** Work to do **
Copy the entries below word for word, starting at the line that contains "Practice step: put one dot on every instance of the seated" and continuing through the end of the entries, with both ends included.

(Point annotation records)
··········

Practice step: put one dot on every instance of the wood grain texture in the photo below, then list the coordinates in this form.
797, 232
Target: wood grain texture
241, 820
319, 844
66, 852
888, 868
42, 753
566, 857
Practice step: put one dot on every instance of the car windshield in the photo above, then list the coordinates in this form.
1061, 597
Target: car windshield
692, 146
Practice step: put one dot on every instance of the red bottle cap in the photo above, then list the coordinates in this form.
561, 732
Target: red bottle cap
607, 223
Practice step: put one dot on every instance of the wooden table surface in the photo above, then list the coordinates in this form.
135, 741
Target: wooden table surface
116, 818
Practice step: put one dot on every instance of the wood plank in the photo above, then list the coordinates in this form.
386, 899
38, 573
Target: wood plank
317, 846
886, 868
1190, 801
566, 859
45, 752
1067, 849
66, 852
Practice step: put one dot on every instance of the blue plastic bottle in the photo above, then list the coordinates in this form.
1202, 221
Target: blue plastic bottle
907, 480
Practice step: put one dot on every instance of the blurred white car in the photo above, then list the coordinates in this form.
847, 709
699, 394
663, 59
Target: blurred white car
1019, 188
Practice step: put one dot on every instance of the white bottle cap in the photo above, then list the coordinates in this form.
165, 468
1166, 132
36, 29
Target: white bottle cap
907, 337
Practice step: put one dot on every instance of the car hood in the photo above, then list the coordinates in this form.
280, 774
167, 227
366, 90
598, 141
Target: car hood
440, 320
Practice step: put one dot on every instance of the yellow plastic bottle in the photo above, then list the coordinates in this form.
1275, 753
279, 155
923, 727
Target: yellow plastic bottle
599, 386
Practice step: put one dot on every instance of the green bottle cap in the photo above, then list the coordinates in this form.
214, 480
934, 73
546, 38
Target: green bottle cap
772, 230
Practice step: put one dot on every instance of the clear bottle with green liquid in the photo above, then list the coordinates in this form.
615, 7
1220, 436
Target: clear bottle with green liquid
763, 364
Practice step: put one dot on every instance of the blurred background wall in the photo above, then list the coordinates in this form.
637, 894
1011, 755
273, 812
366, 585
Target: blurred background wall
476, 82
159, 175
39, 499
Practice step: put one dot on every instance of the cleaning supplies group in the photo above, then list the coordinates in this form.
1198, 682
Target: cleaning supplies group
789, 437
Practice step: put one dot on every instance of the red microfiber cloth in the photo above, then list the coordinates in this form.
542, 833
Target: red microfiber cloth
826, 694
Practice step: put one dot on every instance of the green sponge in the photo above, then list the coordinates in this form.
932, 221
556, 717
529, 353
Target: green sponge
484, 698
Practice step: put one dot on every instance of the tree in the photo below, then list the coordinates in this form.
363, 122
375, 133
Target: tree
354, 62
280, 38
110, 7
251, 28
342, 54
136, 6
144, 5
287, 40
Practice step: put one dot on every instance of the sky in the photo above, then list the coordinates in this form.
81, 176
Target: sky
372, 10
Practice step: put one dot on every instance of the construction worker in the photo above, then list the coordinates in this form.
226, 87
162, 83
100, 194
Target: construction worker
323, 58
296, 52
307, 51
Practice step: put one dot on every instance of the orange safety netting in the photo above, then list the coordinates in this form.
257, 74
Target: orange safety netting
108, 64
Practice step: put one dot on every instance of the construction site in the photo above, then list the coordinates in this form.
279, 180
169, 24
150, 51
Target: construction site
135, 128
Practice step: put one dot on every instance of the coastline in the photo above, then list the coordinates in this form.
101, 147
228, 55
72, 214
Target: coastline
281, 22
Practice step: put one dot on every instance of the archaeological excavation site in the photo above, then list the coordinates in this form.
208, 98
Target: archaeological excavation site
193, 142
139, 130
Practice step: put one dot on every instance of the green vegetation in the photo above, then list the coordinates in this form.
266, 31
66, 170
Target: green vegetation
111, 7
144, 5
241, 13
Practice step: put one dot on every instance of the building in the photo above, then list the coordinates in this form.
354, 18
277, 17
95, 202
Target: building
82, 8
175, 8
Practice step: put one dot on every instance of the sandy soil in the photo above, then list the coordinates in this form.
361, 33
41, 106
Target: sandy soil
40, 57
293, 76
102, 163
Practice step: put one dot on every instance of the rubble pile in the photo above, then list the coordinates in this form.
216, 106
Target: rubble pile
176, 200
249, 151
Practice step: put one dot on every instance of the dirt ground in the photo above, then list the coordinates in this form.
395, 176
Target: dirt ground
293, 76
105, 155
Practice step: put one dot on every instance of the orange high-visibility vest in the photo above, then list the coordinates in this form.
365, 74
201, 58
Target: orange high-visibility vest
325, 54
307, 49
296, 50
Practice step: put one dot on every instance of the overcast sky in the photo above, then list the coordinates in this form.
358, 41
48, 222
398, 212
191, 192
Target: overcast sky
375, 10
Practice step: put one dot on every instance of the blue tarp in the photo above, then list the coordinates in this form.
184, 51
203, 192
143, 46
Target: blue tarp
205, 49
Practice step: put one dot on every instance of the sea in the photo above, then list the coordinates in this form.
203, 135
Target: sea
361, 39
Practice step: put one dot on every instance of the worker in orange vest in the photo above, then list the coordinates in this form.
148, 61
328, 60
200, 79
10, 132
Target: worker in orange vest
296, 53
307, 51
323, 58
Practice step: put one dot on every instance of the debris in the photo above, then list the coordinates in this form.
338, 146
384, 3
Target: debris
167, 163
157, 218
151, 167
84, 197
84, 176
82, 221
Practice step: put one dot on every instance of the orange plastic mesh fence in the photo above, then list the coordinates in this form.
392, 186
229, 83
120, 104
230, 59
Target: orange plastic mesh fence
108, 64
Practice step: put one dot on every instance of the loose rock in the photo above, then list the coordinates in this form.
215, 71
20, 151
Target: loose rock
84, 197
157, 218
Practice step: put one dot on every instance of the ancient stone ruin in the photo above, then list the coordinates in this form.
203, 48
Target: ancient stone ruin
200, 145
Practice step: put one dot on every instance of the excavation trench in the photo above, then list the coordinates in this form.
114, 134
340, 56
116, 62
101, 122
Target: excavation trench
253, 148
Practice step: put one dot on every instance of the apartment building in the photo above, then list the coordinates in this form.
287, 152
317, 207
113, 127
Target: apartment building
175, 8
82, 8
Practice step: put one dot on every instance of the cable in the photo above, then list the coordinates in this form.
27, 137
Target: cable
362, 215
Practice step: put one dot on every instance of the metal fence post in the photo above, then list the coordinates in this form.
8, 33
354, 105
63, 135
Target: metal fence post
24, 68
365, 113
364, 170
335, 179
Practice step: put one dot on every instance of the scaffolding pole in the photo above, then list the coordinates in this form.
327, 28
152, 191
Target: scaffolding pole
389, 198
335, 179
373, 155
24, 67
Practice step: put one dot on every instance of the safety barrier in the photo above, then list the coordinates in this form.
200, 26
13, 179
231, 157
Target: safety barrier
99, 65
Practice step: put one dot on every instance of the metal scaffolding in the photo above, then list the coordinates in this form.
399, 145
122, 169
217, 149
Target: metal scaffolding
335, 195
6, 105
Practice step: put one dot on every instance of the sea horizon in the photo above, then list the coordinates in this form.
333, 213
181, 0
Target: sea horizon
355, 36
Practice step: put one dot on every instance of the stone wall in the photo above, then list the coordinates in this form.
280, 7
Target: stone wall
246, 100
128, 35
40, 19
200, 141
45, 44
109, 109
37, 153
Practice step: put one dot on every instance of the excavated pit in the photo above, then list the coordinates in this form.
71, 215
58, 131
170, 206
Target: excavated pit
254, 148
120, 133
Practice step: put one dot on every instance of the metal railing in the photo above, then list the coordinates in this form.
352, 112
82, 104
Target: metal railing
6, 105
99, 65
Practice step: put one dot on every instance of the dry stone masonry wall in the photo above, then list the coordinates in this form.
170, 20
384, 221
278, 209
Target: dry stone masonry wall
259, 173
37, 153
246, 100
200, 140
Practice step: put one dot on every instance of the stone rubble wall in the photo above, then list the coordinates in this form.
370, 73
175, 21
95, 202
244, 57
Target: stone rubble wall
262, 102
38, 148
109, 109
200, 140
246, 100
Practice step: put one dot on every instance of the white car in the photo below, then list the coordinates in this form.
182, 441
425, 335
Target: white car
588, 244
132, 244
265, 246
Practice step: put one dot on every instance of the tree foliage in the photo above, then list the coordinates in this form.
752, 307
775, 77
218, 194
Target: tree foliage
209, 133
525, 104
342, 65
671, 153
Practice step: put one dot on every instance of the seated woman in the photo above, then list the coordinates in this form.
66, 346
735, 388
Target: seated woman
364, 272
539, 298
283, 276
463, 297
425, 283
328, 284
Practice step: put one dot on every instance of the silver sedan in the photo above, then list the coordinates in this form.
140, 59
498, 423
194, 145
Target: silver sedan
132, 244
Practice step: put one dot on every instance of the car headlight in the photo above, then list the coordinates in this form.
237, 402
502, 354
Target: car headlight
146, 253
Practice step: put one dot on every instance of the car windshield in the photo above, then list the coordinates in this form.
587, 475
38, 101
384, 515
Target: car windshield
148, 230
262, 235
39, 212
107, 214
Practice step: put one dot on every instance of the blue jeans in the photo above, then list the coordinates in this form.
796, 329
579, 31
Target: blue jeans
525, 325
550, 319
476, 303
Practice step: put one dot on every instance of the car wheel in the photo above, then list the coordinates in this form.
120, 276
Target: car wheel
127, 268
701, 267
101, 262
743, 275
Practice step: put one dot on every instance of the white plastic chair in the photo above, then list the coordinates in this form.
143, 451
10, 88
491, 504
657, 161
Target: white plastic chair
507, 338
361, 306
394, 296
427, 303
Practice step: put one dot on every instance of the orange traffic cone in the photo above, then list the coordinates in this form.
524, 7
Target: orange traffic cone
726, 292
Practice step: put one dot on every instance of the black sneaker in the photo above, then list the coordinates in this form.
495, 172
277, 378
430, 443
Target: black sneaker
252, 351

··········

** Output for this task **
Practice step: put one dot on every instance of the seated woman in the photo above, then list the coordinates in this form.
66, 346
735, 388
Target: seated woman
364, 272
539, 298
283, 276
463, 297
425, 283
328, 284
Practice step: put one dot on every instance of the silver sedan in the photo above, then list the coordinates in this form.
140, 59
498, 423
194, 145
Target: silver sedan
132, 244
Practice step: put one dot on every instance of the car headlight in the photo above, then list the coordinates in this form.
237, 402
502, 354
Target: car headlight
146, 253
Practice step: put one dot on every instance of the car windshield in the photo above, then list the coordinates in this form.
587, 475
38, 101
384, 515
Target: car windshield
148, 230
262, 235
39, 212
107, 214
Practice step: put one dot on every instance of the blue jeans in the photo above, then list the coordinates in this form.
796, 329
579, 31
Target: blue jeans
525, 325
550, 319
476, 303
Practice step: put one dot on every instance of the car wheel in the photo above, then list the coordinates in this form.
120, 276
Target: car wheel
127, 268
701, 267
101, 262
743, 275
Practice step: put one dot on every instance of the white plastic chair in the photo above, then list the coordinates in this form.
143, 451
10, 88
491, 504
657, 161
Target: white plastic chair
507, 338
361, 306
394, 296
427, 303
Practice step: put one dot on every instance of the orange traffic cone in the photo above, then list the coordinates in this form.
524, 7
Target: orange traffic cone
726, 292
Practice step: put one dot on every instance of the black sneaker in the photo above, then list the coordinates in this form.
495, 172
277, 378
430, 443
Target: black sneaker
252, 351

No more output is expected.